EXERCISE TASK 1 - In the mailing list thread below, list every machine reported with status 1.

········

Veritas-bu

[Veritas-bu] Typical success rates?

2006-06-30 01:45:17
Subject: [Veritas-bu] Typical success rates?
From: simon.weaver at astrium.eads.net (WEAVER, Simon)
Date: Fri, 30 Jun 2006 06:45:17 +0100
Exclude the "1"'s as I dont class them as failures :-)
 
 

Regards

Simon Weaver
3rd Line Technical Support
Windows Domain Administrator 

EADS Astrium Limited, B32AA IM (DCS)
Anchorage Road, Portsmouth, PO3 5PU

Email:  <mailto:Simon.Weaver at Astrium-eads.net> Simon.Weaver at 
Astrium-eads.net

-----Original Message-----
From: Wayne T Smith [mailto:wts at maine.edu] 
Sent: 29 June 2006 21:09
To: veritas-bu at mailman.eng.auburn.edu
Subject: Re: [Veritas-bu] Typical success rates?


Never have I had a day without failures.  Here's a sample from my past 24
hours (v5.1MP5 backup server ... various clients numbering less than 150 ...
reported errors only) ...



*       machine - status explanation 

*       01 - 41 - This is one of several laptops that are backed up whenever
it is connected, but isn't connected very often.  I wish NetBackup could
poll these machines quietly and back them up when they appear. (about 2
dozen job failures of this type have been omitted from this report) 

*       02 - 1 -  A mailbox could not be enumerated. The Exchange person may
correct these someday. 

*       03 - 54 - bpbrm listen for client timeout during accept from data
listen socket for 60 seconds (will look into this one, especially if it
repeats) 

*       04 - 58 - cannot connect (application does not play well with
NetBackup client - only a few backups are successful) 

*       05 - 1 - cannot open file - in use by another process (will try to
exclude these files because the error appears permanent). 

*       06 - 6 - failed to backup requested files.  This was an CINC Oracle
backup on an idle DB.  Maybe I can adjust script to force a change in the DB
or avoid backing up no changes 

*       07 - 6 - same as machine 06. 

*       08 - 54 - timeout connecting to client. NetBackup server was delayed
obtaining a tape drive, causing Oracle/RMAN to give up (I think). 

*       09 - 41 - network connection timed out. This was at very end of
backup ("end writing" in job details). Happens occasionally with this
client. 

*       10 - 1 - Some ".tmp" files in use by another process.  Will add
"*.tmp" to exclude list, but probably at expense of slowing backups?  Also,
unable to export RSM database. 

*       11 - 58 - cannot connect to client. Client machine is spread all
over a table, with HP trying to find what's wrong with it.  Has been down
for several *weeks*.  Have manually extended expiration of existing backups.
Too bad you can't tell NetBackup to keep its last full backups of a client &
policy. 

*       12 - 41 - similar to machines 06 and 09. 

*       13 - 1 - Several "filemaker" files unavailable for backup.  We don't
exclude because sometimes they can be backed up and that's better than none.


*       14 - 41 - Another mysterious network connection timed out at or near
end of file system backup, when job began delayed with "busy resources". 

*       15 - 57 client connection refused.  Similar to machine 04. 

*       16 - 1 - A Windows file, access_log, has a portion locked by another
process.  I cannot fix this without putting client in a policy of its own,
because the file is included for processing by a necessary include list
entry.

········

EXERCISE TASK 2 - Identify each line of the records below that contains the string "head".

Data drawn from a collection
········

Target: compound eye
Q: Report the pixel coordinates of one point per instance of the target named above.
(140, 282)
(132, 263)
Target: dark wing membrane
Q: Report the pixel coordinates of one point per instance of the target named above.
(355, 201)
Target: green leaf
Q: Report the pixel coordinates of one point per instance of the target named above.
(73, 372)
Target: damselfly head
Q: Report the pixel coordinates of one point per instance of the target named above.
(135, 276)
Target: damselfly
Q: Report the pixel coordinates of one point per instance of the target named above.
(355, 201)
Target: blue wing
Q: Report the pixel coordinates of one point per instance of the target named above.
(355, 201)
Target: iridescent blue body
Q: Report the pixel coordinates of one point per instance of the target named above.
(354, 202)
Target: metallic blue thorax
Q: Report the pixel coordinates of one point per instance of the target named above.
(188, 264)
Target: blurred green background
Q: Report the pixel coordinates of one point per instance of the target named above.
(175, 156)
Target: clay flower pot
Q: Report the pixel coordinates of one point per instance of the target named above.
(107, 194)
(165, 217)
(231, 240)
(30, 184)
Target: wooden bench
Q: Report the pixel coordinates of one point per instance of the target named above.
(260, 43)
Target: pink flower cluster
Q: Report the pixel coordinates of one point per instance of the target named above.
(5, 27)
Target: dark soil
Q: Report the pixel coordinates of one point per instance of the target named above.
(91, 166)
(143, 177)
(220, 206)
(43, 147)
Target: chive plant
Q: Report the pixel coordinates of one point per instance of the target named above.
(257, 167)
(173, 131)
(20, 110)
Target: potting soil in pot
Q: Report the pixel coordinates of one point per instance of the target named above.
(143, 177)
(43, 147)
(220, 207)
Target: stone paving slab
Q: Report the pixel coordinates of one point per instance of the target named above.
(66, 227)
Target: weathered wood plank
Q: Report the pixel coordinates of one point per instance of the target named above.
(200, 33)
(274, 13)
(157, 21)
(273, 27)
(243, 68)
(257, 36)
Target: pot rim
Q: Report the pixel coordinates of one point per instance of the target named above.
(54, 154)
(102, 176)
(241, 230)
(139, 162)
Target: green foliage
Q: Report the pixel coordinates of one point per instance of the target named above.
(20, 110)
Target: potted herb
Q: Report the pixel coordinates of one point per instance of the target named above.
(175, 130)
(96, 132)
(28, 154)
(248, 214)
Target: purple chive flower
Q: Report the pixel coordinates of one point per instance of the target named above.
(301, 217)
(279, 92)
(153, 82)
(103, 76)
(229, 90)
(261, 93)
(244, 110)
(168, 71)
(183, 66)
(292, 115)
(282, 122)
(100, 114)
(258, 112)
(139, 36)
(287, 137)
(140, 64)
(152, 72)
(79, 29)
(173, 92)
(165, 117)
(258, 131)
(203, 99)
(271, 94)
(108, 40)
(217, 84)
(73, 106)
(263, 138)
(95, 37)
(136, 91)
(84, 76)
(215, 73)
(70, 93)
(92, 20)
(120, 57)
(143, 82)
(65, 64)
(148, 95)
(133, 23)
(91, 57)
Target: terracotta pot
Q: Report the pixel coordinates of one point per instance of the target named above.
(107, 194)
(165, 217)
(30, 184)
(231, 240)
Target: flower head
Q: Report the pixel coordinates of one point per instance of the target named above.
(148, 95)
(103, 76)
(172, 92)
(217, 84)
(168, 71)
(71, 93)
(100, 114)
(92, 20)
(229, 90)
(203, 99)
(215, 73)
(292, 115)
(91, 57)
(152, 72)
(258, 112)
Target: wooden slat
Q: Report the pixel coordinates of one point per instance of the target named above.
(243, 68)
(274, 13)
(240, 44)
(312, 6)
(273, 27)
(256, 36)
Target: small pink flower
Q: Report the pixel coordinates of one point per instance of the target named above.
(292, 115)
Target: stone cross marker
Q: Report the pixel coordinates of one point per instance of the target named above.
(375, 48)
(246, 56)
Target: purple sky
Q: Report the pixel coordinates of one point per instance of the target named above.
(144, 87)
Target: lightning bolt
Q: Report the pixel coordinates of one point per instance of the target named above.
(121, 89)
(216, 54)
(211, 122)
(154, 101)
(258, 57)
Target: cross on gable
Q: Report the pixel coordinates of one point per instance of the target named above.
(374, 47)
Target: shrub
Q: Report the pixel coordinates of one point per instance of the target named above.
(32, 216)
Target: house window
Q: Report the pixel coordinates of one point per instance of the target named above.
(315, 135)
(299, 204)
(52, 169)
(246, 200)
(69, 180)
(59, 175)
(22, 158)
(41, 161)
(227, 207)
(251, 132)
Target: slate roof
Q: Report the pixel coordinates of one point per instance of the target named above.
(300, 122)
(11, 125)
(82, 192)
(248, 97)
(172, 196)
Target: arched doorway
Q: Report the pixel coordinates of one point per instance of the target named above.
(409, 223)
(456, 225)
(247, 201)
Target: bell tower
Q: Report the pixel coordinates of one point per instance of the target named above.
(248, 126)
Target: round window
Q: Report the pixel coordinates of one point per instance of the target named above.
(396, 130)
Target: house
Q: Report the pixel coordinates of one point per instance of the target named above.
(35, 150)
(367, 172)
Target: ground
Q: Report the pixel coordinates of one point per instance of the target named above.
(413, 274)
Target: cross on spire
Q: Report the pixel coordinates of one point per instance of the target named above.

········

FULL ANSWER 1 - 02, 05, 10, 13, 16

FULL ANSWER 2 -
Target: damselfly head
Target: flower head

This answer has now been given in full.